Every record is to be printed exactly as it appears.

__PROVIDED DATA__:
________________________________________

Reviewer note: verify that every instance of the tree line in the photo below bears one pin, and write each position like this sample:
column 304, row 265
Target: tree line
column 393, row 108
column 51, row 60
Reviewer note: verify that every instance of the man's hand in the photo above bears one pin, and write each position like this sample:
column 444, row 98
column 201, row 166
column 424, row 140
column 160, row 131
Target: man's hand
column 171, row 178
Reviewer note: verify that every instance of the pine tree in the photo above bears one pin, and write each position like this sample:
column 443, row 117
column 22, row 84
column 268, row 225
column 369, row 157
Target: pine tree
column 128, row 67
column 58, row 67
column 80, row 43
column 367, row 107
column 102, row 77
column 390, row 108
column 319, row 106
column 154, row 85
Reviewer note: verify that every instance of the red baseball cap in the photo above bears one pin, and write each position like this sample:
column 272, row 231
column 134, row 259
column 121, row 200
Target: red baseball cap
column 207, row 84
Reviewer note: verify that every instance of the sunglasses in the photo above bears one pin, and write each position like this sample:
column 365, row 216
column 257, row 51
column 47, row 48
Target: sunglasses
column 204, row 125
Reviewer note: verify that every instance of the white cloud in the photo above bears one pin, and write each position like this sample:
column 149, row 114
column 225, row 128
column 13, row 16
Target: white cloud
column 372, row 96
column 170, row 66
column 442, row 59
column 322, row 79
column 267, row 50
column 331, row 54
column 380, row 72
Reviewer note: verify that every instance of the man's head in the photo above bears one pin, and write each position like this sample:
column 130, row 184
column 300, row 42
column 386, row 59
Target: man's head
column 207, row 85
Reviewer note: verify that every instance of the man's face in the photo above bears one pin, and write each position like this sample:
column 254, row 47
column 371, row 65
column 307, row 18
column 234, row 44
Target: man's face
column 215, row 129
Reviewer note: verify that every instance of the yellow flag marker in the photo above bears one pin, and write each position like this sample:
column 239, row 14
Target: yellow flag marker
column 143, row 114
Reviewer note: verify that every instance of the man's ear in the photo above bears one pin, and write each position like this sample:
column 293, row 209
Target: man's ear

________________________________________

__RESULT__:
Reviewer note: verify that every instance of the tree line in the photo below bears one pin, and write each position like this sample:
column 304, row 265
Target: tree line
column 393, row 108
column 51, row 60
Reviewer note: verify that every instance of the man's hand in the photo above bears one pin, and write each position like this sample:
column 444, row 98
column 201, row 166
column 424, row 140
column 160, row 131
Target: man's hand
column 171, row 178
Reviewer note: verify that every instance of the pine tree in the photo above bears one pin, and write each position like this sample:
column 443, row 117
column 22, row 84
column 268, row 225
column 369, row 157
Target: pine tree
column 128, row 67
column 58, row 67
column 80, row 43
column 367, row 107
column 102, row 77
column 390, row 108
column 319, row 106
column 154, row 85
Reviewer note: verify that every instance of the red baseball cap in the photo above bears one pin, and write each position like this sample:
column 272, row 231
column 134, row 259
column 121, row 200
Target: red baseball cap
column 207, row 84
Reviewer note: verify that every instance of the sunglasses in the photo above bears one pin, and write each position like this sample:
column 365, row 216
column 257, row 51
column 47, row 48
Target: sunglasses
column 204, row 125
Reviewer note: verify that every instance of the white cloud in the photo above bears one pin, and write each position like this sample:
column 149, row 114
column 225, row 128
column 13, row 16
Target: white cloud
column 372, row 96
column 170, row 66
column 442, row 59
column 322, row 79
column 267, row 50
column 331, row 54
column 380, row 72
Reviewer note: verify that every instance of the man's head in the photo above bears one pin, and write each position like this sample:
column 130, row 184
column 300, row 42
column 386, row 59
Target: man's head
column 207, row 85
Reviewer note: verify that every instance of the man's face in the photo above bears one pin, and write each position like this sample:
column 254, row 47
column 371, row 65
column 307, row 18
column 234, row 44
Target: man's face
column 215, row 129
Reviewer note: verify that every instance of the yellow flag marker in the photo above bears one pin, and write each position like this sample:
column 239, row 14
Target: yellow flag marker
column 143, row 114
Reviewer note: verify that every instance of the man's ear in the photo above bears one pin, and write each position like this sample:
column 293, row 209
Target: man's ear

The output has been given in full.